===== DATA SHOWN
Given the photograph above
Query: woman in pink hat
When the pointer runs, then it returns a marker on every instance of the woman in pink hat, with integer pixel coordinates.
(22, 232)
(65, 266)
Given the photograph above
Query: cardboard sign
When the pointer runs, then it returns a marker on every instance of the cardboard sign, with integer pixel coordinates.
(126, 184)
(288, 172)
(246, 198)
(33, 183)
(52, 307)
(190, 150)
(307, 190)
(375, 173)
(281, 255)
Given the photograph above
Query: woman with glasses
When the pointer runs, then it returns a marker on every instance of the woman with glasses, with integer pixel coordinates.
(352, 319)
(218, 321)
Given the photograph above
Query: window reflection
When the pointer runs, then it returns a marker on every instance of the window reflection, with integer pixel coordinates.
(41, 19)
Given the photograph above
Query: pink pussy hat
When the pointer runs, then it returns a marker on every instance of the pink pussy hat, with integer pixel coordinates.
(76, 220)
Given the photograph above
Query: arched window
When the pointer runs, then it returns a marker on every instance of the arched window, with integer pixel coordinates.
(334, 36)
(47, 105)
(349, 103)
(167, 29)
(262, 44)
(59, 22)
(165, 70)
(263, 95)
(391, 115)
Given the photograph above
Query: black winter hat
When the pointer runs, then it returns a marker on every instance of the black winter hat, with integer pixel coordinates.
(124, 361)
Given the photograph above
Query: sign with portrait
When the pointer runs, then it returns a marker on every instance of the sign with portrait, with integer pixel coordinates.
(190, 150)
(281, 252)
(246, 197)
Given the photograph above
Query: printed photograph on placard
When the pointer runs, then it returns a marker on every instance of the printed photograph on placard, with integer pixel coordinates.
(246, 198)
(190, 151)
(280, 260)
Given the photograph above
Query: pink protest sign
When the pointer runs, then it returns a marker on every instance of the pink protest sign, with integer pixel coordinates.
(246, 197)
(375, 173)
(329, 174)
==========
#### TASK STATEMENT
The lines needed run from the first line of the data through the line containing "Query: black winter hat"; give them again exactly and nothing else.

#### ANSWER TO THIS TASK
Given the photograph above
Query: woman in pink hat
When the pointer runs, then it returns a marker on every instance of the woman in pink hat, with integer pixel coordinates.
(22, 232)
(65, 266)
Given the photograph above
Query: cardboard sign
When the pointer runs, then it returns a marker on every instance of the cardboard sign, with integer pixel coordinates.
(126, 184)
(288, 172)
(246, 198)
(33, 183)
(52, 307)
(190, 150)
(307, 190)
(375, 173)
(281, 255)
Given the photograph above
Query: woman with glasses
When the pointer runs, then it returns a marker on every instance of the woman with glasses, with integer pixel coordinates.
(352, 319)
(218, 321)
Given the photograph above
Query: window reflection
When the pointer runs, then it returns a marker on every instance of the window reflection, with integer pixel coordinates.
(41, 19)
Given the photograph above
Query: pink pussy hat
When the pointer runs, then it returns a marker on every instance of the pink pussy hat, with integer pixel coordinates.
(76, 220)
Given the photograph above
Query: arched window
When the pointer runs, then it returns a marker on every instance of the arched window, with integer pixel coordinates.
(334, 36)
(47, 105)
(349, 103)
(167, 29)
(262, 44)
(59, 22)
(165, 70)
(263, 95)
(391, 115)
Given the photograph above
Query: black winter hat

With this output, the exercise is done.